How to complete this task ::
All the lines below should appear again unchanged, though their pictures should not.

Given data ::

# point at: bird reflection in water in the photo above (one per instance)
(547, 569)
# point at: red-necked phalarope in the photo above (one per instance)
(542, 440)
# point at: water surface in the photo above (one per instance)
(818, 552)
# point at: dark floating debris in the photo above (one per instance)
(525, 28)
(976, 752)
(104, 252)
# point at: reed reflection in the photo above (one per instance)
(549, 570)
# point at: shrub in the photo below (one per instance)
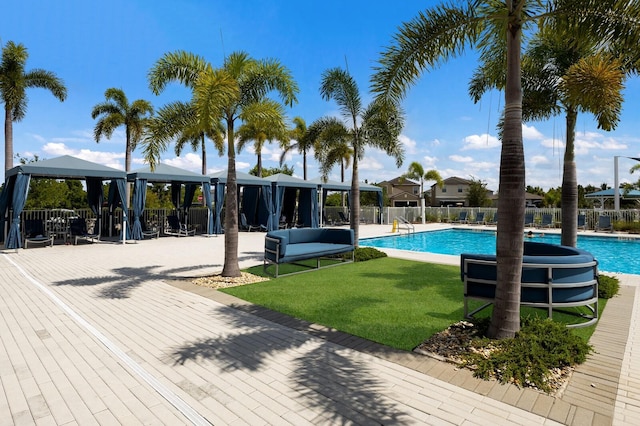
(366, 253)
(526, 360)
(607, 286)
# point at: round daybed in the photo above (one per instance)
(553, 276)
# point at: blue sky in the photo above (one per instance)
(93, 46)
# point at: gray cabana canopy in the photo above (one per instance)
(257, 198)
(607, 194)
(14, 194)
(285, 187)
(164, 173)
(331, 185)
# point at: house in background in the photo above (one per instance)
(452, 193)
(402, 192)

Answer to the problem ::
# point at: bird reflection in water in the photo above (one per instance)
(547, 569)
# point at: red-necked phalarope in the photo above (one per instance)
(542, 440)
# point at: water surface in the photo above (one per instance)
(818, 552)
# point at: dark floating debris in the photo above (one per instance)
(525, 28)
(976, 752)
(104, 252)
# point at: reed reflection in the photo above (one per instance)
(549, 570)
# point at: shrub in the photo below (one per instance)
(366, 253)
(526, 360)
(607, 286)
# point at: round daybed in the photo above (one per instance)
(553, 276)
# point at: blue sky in the photo above (one per instance)
(93, 46)
# point at: gray cabana canopy in the photo above (one per instance)
(257, 198)
(607, 194)
(14, 194)
(285, 187)
(164, 173)
(331, 185)
# point at: house in background in the photo above (one per instance)
(452, 193)
(402, 192)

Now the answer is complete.